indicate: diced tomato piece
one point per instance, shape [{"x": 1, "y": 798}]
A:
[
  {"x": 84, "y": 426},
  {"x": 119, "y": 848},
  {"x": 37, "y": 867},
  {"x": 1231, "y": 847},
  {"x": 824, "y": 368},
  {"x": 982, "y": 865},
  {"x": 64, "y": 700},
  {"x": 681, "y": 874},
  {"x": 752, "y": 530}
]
________________________________________
Extract every line of the listing above and reproduce each one verbatim, without alteration.

indicate: diced tomato piece
one point per instance, shape [{"x": 1, "y": 798}]
A:
[
  {"x": 84, "y": 426},
  {"x": 119, "y": 848},
  {"x": 37, "y": 867},
  {"x": 1231, "y": 847},
  {"x": 824, "y": 368},
  {"x": 982, "y": 865},
  {"x": 64, "y": 700},
  {"x": 681, "y": 874},
  {"x": 752, "y": 530}
]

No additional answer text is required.